= Tujuan A =
Menurut teks tentang berburu dan meramu, penemuan apa yang menunjukkan bahwa manusia purba di tepi pantai juga berburu kerang?
= Tujuan B =
Sebutkan semua binatang yang ada dalam kalimat "Beberapa binatang yang ditangkap pada masa berburu dan meramu" di teks tentang berburu dan meramu.
= Tujuan C =
Cetak bagian teks tentang berburu dan meramu mulai dari "Kehidupan berburu dan meramu pada" sampai dengan "secara sementara (semi-sendenter)".

= Kutipan Teks =
Kehidupan berburu dan meramu pada manusia purba merupakan kegiatan awal manusia purba. Secara umum kehidupan berburu dan meramu atau dinamakan food gathering memiliki ciri diantaranya

  • Kehidupan berpindah – pindah (nomaden)
  • Makanan bergantung pada alam (food gathering)
  • Tinggal di gua – gua pantai secara sementara (semi-sendenter)
  • Telah mengenal pembagian tugas
  • Alat perkakas masih kasar dan terbuat dari batu seperti kapak perimbas dan kapak genggam

 Beberapa binatang yang ditangkap pada masa berburu dan meramu diantaranya seperti rusa, celeng, banteng, kerbau liar, kera, kuda, hingga gajah. Kehidupan berburu bukan hanya terbatas pada hewan – hewan darat. Manusia purba yang berada di kawasan tepi pantai juga melakukan perburuan kerang dengan ditandai penemuan kjokkenmoddinger. Selain jenis – jenis hewan, manusia purba juga memakan jenis – jenis tanaman yang dikumpulkan seperti ubi – ubian, buah – buahan, hingga daun – daunan. Cara hidup ini dikenal dengan nama foof gathering.

Secara khusus masa berburu dan meramu dibedakan menjadi dua yaitu masa berburu dan mengumpulkan makanan tingkat sederhana (budaya neolitik) dan masa berburu dan mengumpulkan makanan tingkat lanjut (budaya mesolitik). Berikut ini adalah penjelasannya :

1. Masa berburu dan mengumpulkan makanan tingkat sederhana (budaya neolitik)

[Data yang diambil dari sebuah kumpulan]
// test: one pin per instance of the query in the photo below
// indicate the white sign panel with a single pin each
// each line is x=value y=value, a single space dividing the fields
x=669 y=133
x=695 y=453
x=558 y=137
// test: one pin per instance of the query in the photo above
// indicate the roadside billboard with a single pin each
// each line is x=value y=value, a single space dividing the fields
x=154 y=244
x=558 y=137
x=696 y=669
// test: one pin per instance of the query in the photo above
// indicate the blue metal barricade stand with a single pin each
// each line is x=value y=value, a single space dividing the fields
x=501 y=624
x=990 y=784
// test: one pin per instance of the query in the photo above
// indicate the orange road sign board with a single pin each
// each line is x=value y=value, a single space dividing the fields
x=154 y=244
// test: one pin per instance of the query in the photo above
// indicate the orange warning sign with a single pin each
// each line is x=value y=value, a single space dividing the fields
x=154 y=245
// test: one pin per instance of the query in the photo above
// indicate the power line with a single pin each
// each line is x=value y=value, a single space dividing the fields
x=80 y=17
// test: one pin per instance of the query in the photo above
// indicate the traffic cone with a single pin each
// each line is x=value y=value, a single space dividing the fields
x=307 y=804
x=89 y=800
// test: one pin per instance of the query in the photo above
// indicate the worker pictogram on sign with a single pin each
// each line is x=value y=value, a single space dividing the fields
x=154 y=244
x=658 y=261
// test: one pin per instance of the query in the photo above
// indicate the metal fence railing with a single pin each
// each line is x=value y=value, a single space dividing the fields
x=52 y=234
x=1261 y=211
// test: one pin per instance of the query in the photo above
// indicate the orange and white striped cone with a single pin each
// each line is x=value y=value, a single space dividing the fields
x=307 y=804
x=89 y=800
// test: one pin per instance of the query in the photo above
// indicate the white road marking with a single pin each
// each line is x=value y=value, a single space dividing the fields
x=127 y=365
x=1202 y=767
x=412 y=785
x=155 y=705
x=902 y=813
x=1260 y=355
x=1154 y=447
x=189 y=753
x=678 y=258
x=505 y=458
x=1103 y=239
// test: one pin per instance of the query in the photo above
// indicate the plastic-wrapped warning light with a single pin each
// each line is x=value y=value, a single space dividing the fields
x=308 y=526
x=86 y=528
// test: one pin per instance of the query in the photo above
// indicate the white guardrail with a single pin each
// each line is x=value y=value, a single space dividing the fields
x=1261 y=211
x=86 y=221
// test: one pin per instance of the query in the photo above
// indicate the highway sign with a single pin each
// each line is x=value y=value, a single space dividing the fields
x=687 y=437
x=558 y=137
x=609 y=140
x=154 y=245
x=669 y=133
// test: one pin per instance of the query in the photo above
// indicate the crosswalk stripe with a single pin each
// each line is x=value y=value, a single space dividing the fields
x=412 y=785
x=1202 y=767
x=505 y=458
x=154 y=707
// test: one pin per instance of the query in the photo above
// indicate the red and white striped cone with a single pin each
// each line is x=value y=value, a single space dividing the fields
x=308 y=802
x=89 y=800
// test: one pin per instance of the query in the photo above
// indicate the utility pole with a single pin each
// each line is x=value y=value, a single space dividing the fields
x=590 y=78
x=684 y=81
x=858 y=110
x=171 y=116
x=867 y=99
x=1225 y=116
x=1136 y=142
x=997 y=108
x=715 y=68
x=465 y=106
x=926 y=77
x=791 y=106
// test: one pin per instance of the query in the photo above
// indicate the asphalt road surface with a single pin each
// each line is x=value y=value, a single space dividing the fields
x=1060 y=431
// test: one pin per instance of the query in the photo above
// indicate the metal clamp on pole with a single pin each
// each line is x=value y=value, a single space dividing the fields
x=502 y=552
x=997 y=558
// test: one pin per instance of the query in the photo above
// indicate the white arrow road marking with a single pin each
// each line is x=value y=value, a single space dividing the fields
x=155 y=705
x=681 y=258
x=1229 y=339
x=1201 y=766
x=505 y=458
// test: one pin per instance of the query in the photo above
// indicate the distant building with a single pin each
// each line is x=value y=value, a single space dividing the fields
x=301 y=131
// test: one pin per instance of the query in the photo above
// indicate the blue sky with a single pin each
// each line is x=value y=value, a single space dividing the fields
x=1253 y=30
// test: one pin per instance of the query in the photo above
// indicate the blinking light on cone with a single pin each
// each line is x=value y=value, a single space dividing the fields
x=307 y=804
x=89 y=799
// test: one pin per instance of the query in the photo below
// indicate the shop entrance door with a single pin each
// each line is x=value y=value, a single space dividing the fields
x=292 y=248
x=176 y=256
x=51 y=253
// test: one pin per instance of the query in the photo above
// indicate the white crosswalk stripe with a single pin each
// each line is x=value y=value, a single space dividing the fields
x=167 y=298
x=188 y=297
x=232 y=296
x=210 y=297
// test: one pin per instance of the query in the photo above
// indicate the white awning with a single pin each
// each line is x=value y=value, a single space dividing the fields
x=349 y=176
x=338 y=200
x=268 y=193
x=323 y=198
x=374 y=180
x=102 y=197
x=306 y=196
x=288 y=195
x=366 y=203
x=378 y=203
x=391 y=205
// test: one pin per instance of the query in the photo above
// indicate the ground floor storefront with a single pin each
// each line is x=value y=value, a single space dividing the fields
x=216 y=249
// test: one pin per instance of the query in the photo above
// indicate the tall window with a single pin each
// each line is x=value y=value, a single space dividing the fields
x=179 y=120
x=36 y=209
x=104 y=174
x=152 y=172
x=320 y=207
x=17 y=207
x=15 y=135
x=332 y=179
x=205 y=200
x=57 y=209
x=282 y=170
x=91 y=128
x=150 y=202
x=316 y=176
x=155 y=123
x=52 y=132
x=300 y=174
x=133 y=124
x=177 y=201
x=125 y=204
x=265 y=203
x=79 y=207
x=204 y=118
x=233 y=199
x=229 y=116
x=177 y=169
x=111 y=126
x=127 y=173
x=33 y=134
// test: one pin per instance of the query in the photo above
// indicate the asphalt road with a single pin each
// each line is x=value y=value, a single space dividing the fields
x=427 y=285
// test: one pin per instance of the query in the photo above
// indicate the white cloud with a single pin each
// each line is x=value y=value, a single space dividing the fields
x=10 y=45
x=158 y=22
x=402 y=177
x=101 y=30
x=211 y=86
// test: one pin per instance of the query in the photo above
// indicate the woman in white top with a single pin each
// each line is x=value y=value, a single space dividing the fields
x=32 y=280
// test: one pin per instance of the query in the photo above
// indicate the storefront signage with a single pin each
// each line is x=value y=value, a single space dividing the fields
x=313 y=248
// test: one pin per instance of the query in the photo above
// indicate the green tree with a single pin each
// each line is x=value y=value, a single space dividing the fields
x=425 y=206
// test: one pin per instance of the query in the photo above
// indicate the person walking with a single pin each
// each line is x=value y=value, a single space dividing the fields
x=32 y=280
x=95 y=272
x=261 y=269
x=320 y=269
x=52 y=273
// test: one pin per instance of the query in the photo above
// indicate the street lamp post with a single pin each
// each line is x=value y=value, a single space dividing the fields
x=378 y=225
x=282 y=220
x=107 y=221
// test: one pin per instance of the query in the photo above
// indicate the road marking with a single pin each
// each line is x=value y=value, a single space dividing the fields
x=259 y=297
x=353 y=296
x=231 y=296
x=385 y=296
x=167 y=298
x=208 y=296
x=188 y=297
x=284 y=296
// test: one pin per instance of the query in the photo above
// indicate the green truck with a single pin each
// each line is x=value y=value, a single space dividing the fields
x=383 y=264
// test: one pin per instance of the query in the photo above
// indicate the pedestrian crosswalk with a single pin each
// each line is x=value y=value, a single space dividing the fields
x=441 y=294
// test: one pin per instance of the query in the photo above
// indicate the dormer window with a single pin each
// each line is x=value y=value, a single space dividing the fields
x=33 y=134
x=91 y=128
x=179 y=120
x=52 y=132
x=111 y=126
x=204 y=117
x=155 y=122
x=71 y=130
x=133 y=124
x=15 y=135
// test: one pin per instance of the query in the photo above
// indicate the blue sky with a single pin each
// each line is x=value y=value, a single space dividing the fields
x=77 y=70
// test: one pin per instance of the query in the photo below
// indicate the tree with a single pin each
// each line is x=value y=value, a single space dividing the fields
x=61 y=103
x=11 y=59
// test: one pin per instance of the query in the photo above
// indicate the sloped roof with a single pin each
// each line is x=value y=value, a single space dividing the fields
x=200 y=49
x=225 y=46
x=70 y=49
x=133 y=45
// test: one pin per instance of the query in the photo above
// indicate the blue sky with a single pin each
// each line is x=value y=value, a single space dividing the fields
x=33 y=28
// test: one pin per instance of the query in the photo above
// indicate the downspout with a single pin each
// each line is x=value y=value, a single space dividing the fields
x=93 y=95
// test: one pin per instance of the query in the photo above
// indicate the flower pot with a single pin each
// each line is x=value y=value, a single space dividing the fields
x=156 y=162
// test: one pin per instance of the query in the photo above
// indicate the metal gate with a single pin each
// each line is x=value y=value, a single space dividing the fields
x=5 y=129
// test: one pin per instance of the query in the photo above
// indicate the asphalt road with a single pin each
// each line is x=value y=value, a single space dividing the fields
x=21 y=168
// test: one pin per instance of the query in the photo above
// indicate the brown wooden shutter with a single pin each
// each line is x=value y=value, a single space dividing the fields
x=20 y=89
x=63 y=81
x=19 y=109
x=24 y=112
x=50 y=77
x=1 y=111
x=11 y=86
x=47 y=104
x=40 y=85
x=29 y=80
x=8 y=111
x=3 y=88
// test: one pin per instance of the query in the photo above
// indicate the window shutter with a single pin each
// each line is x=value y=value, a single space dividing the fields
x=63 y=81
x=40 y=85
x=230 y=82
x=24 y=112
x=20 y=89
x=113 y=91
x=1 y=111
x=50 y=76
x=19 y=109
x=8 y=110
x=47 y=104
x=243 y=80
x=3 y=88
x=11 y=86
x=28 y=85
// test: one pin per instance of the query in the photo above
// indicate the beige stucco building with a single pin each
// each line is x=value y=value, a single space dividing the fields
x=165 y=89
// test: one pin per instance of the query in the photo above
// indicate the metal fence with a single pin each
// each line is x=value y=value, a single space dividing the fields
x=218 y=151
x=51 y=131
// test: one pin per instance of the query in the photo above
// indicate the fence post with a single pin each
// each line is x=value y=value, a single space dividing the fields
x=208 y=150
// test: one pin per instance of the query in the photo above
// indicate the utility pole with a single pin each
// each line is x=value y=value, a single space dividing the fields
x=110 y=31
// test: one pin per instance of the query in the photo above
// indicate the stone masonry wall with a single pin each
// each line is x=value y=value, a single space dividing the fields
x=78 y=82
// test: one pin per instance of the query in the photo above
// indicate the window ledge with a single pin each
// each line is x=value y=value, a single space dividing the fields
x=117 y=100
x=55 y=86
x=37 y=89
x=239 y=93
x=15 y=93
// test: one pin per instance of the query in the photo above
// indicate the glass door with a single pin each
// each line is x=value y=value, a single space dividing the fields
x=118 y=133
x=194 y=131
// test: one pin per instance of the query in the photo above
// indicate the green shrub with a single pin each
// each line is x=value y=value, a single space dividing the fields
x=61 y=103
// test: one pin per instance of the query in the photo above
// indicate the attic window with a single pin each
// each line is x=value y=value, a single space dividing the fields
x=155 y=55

= Contoh Jawaban A =
Penemuan kjokkenmoddinger.

= Contoh Jawaban B =
Rusa, celeng, banteng, kerbau liar, kera, kuda, dan gajah.

= Contoh Jawaban C =
Kehidupan berburu dan meramu pada manusia purba merupakan kegiatan awal manusia purba. Secara umum kehidupan berburu dan meramu atau dinamakan food gathering memiliki ciri diantaranya

  • Kehidupan berpindah – pindah (nomaden)
  • Makanan bergantung pada alam (food gathering)
  • Tinggal di gua – gua pantai secara sementara (semi-sendenter)